OPDRACHT: Tot welk bedrag werd het belastbaar bedrag volgens de belastinguitspraak na bezwaar verminderd?

TE LEZEN FRAGMENT:
# # # # #

ECLI:NL:GHAMS:2001:AE3231

Gerechtshof Amsterdam

Datum uitspraak
24 oktober 2001
Publicatiedatum
4 april 2013
Zaaknummer
00/3859
Instantie
Gerechtshof Amsterdam
Type
Uitspraak
Rechtsgebied
Bestuursrecht; Belastingrecht
Procedures
  • Eerste aanleg - meervoudig
Rechters
Vindplaatsen
  • Rechtspraak.nl
AI samenvatting door LexboostAutomatisch gegenereerd

Belastingheffing bij geruisloze omzetting van een onderneming en toepassing van de foutenleer

In deze zaak heeft het Gerechtshof Amsterdam op 24 oktober 2001 uitspraak gedaan in een belastinggeschil tussen X N.V. en de inspecteur van de Belastingdienst Grote Ondernemingen. De zaak betreft de toepassing van het factuurstelsel voor de berekening van de winst over het jaar 1992 en de mogelijkheid om in latere jaren te corrigeren voor te weinig geheven belasting op basis van de foutenleer. De belanghebbende, X N.V., stelde dat de inspecteur het recht had verwerkt om de winst over 1992 volgens het factuurstelsel te berekenen, en dat de verschillen in de aangiften van de inkomstenbelasting in eerdere jaren niet gecorrigeerd konden worden. Het Hof oordeelde dat de inspecteur niet het vertrouwen had gewekt dat de winst volgens het beperkte factuurstelsel mocht worden berekend, en dat de correctie van f 50.045 in 1992 terecht was toegepast. Het Hof bevestigde dat de aanslag in de inkomstenbelasting voor 1992 geheel gehandhaafd kon worden, en dat de inspecteur de belastingcorrecties voor de vennootschapsbelasting in de jaren 1994/1995 en 1995/1996 ook terecht had doorgevoerd. De uitspraak benadrukt de samenhang tussen de inkomstenbelasting en vennootschapsbelasting bij geruisloze omzetting van een onderneming, en de toepassing van de foutenleer in dit kader. Het Hof verklaarde het beroep van X N.V. ongegrond en bevestigde de bestreden uitspraak van de inspecteur.

Uitspraak

GERECHTSHOF TE AMSTERDAM
Derde Meervoudige Belastingkamer
UITSPRAAK
op het beroep van X N.V. te Z, belanghebbende
tegen
een uitspraak van het Hoofd van de Belastingdienst Grote Ondernemingen P, de inspecteur.
1. Loop van het geding
Van belanghebbende is ter griffie een beroepschrift ontvangen op 13 november 2000, ingediend door de gemachtigde en aangevuld bij brief van 12 december 2000.
Het beroep is gericht tegen de uitspraak van de inspecteur, gedagtekend 10 oktober 2000, betreffende de aan belanghebbende opgelegde aanslag in de vennootschapsbelasting betreffende het boekjaar 1994/1995. Aan belanghebbende is een aanslag opgelegd berekend naar een belastbaar bedrag van ƒ 2.561.762 . Na bezwaar tegen de aanslag is het belastbaar bedrag bij de bestreden uitspraak verminderd tot f 2.558.662.

# # # # #

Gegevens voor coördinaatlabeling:
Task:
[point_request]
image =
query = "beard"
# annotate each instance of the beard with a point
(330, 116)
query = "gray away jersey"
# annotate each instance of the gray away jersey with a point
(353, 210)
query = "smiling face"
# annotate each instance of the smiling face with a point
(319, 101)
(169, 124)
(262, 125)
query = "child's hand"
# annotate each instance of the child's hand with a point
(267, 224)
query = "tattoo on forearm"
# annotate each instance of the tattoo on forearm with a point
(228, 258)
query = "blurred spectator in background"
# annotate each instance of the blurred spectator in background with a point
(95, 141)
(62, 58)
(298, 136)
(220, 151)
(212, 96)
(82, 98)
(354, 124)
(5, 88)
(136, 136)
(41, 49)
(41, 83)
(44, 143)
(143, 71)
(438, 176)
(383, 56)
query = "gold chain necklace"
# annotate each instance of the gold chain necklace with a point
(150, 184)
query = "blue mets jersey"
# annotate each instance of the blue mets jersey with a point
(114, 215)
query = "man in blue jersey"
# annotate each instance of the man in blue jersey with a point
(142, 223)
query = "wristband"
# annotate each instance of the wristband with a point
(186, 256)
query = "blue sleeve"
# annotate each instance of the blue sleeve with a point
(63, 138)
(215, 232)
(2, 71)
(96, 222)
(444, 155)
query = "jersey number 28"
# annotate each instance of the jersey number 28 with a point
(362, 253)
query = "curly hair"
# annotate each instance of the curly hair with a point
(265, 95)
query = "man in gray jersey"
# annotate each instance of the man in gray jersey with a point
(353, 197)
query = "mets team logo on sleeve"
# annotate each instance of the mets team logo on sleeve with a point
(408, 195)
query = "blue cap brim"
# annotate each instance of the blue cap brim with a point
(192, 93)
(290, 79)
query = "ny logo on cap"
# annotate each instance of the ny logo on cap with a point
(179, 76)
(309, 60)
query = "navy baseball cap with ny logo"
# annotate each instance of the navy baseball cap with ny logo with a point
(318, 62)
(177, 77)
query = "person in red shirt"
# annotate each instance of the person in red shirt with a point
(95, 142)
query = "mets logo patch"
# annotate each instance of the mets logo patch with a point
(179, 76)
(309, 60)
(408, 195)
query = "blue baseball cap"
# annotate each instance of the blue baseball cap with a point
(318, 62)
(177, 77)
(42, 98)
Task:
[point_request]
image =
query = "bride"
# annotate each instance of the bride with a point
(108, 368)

# # # # #

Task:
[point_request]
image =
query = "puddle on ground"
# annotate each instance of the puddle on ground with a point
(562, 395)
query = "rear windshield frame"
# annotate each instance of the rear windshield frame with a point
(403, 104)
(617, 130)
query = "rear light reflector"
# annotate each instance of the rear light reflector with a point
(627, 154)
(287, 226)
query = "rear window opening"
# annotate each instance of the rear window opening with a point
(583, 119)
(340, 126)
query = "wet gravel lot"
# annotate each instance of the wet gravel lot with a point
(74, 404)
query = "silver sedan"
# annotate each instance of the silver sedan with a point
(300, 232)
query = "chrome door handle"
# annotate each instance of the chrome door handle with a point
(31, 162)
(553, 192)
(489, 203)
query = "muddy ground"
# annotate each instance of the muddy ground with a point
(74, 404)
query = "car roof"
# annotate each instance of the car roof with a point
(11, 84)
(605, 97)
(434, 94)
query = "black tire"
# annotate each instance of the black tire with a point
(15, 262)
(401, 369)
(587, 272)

# # # # #

ANTWOORD: Tot f 2.558.662.